PROVIDED MATERIAL.
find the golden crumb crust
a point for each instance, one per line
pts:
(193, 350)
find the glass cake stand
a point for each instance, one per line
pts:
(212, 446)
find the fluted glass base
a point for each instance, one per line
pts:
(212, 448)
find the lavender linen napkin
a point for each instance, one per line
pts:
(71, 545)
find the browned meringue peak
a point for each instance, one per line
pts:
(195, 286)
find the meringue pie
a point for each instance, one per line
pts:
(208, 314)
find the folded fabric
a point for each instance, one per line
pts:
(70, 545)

STATED TASK. Starting at the line that contains "find the fluted glass base" and continuing through the end of the records, write those lines out again with "instance" replaced by "occurrence" and everything else unchanged. Give only those lines.

OUTPUT BELOW.
find the fluted glass base
a point for each occurrence, one per line
pts:
(212, 448)
find the lavender linen napkin
a point for each occurrence, one per line
pts:
(71, 545)
find the browned meringue peak
a point for each occurrence, one per line
pts:
(195, 286)
find the meringue pie
a point for each occurrence, one per line
pts:
(208, 314)
find the folded fabric
a point for each occurrence, one per line
pts:
(70, 545)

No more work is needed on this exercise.